··· Records provided

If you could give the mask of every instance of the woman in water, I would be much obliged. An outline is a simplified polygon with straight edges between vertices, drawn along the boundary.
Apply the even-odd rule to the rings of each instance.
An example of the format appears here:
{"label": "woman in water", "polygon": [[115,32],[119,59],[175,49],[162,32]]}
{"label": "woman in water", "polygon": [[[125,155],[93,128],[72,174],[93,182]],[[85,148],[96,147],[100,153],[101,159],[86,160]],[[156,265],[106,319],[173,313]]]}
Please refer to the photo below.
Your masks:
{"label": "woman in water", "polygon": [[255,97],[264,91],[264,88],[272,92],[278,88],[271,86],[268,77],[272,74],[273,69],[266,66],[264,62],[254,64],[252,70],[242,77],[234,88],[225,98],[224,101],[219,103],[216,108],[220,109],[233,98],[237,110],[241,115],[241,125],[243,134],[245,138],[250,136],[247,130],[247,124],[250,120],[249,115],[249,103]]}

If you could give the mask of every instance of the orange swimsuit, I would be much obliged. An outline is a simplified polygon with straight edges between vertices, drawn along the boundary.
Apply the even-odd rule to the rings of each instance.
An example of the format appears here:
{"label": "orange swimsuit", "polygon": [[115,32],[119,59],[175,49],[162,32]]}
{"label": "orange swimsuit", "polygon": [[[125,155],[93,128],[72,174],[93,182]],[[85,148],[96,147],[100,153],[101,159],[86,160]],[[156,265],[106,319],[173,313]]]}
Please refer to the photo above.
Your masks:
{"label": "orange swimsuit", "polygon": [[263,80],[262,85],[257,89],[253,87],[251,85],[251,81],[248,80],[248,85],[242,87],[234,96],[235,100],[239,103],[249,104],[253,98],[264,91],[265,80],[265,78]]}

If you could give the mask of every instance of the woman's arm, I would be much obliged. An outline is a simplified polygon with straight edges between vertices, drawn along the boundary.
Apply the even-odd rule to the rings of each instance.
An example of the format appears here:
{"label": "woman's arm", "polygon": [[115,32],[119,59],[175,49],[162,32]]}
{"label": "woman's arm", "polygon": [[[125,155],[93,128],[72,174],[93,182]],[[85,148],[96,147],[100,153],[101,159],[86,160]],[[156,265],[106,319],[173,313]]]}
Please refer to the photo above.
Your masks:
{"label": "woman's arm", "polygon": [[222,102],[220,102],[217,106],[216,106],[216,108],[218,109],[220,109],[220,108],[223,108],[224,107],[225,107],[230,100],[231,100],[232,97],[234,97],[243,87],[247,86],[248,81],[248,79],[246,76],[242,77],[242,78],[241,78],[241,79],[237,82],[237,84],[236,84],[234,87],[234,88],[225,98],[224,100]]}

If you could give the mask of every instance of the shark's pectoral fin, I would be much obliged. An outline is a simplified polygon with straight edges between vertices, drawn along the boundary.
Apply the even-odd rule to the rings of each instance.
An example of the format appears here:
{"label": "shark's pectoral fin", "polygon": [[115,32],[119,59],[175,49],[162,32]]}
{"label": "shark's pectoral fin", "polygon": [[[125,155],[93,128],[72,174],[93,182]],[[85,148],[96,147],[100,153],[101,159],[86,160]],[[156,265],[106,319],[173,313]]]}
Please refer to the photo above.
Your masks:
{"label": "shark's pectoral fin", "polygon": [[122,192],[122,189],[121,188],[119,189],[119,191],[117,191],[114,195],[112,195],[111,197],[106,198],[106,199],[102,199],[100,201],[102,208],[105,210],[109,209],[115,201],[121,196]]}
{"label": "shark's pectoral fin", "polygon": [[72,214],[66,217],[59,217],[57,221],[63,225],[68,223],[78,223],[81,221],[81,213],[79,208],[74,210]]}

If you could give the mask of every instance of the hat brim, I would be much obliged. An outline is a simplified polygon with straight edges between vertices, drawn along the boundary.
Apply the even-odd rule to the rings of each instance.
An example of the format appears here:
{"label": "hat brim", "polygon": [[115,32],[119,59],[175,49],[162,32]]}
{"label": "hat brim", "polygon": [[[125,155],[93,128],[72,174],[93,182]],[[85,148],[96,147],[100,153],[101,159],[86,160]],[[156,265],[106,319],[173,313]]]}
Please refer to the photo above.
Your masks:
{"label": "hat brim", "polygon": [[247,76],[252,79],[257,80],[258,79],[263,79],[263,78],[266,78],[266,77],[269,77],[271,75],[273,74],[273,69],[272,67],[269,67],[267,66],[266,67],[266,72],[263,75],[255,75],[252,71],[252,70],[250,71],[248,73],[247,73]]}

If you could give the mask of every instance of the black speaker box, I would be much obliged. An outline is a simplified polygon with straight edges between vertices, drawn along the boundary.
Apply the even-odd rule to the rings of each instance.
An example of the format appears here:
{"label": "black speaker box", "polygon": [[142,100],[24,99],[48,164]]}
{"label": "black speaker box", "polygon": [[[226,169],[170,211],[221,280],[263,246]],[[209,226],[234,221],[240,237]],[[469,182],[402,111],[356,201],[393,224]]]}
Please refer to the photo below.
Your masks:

······
··· Records provided

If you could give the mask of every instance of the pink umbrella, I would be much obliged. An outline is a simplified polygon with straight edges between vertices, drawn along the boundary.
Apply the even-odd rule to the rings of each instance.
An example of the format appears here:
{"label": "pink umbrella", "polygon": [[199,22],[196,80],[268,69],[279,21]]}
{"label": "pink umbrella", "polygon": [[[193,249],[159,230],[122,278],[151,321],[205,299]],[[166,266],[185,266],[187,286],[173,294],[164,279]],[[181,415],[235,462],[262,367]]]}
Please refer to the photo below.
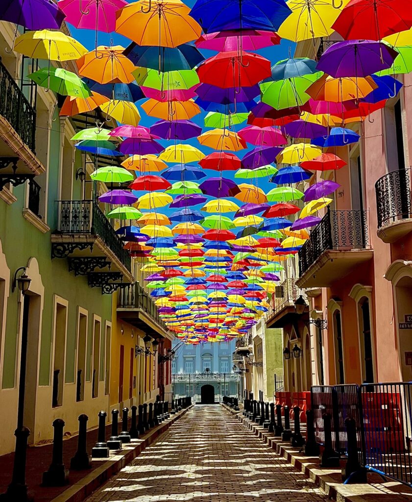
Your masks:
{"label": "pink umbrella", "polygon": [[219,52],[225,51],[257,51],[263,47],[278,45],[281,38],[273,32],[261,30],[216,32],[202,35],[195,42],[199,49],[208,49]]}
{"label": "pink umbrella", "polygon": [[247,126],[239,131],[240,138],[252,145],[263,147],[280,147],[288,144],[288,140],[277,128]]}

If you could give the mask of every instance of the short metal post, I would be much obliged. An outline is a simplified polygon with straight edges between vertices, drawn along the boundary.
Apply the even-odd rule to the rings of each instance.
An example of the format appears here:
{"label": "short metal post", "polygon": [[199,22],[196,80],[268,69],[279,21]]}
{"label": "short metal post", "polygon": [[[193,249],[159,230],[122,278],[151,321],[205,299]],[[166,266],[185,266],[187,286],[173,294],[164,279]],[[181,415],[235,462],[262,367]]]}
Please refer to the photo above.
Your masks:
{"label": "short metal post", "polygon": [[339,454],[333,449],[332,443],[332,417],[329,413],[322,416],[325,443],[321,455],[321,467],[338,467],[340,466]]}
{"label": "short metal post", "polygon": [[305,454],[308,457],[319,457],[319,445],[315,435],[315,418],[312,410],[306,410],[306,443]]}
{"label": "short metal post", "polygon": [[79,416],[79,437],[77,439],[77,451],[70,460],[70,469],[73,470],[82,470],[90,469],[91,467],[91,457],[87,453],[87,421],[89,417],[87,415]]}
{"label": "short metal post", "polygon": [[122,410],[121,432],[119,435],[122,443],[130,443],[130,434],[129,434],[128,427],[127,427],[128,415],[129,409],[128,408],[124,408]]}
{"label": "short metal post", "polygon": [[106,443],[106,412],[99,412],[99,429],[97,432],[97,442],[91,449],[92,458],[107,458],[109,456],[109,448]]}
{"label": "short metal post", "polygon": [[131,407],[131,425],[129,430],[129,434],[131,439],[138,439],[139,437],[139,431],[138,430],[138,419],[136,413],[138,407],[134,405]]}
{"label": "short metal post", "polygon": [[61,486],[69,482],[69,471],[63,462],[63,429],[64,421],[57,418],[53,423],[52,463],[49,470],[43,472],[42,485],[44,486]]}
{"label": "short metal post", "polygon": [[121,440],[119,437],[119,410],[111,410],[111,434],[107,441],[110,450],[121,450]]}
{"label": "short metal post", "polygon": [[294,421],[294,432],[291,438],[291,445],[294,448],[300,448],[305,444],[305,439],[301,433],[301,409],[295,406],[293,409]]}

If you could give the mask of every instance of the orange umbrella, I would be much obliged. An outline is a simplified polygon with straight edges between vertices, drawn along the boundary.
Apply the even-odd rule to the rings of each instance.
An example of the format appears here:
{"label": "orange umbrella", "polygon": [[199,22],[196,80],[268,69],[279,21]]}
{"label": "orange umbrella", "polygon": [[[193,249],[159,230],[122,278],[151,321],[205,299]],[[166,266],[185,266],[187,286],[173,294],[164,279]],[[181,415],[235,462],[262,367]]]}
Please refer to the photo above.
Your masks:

······
··· Records provided

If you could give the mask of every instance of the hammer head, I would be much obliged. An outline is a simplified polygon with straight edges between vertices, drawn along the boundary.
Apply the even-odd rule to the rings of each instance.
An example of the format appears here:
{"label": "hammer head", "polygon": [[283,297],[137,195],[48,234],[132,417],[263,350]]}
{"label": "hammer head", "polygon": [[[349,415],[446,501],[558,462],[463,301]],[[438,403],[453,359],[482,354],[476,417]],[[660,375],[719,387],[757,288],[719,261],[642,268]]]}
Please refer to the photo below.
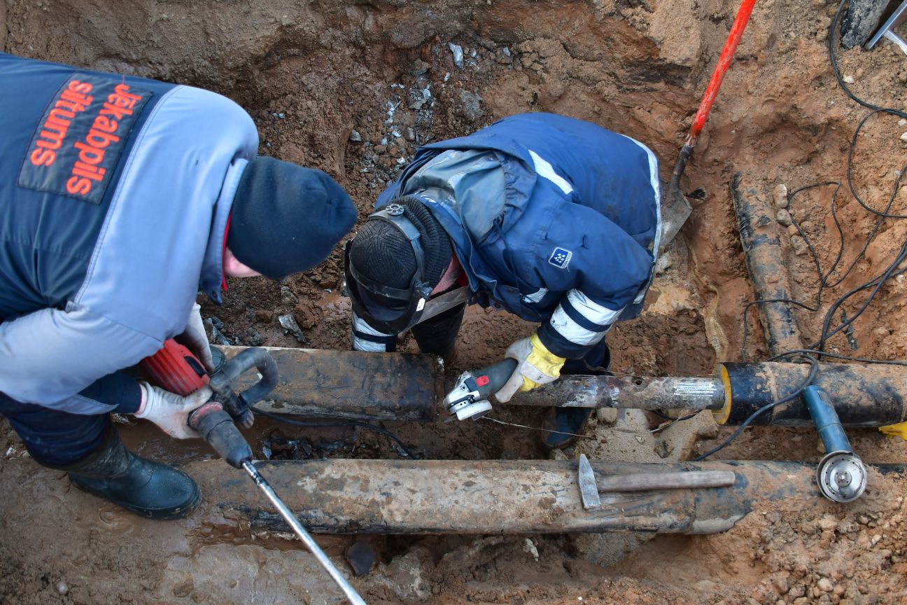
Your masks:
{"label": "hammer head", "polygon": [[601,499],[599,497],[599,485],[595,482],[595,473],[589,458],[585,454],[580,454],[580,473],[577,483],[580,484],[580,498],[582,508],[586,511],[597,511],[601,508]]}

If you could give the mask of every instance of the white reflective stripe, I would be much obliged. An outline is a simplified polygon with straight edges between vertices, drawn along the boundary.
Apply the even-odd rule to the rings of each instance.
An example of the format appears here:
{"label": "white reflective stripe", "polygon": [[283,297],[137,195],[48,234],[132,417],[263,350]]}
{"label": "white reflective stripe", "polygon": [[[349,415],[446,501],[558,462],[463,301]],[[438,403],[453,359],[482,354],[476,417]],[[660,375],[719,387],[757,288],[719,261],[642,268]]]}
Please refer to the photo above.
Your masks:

······

▸ **Exercise aim**: Gather every line above that contains the word "black" and copy each one out in full.

▸ **The result**:
If you could give the mask of every instance of the black speaker box, I would be much obliged. An outline is a simplified polygon with straight edges between vertices, drawn along the boundary.
{"label": "black speaker box", "polygon": [[142,100],[24,99],[48,164]]}
{"label": "black speaker box", "polygon": [[[226,169],[170,211],[221,280],[263,246]],[[209,226],[234,221],[240,237]],[[469,182],[402,111],[356,201],[393,224]]]}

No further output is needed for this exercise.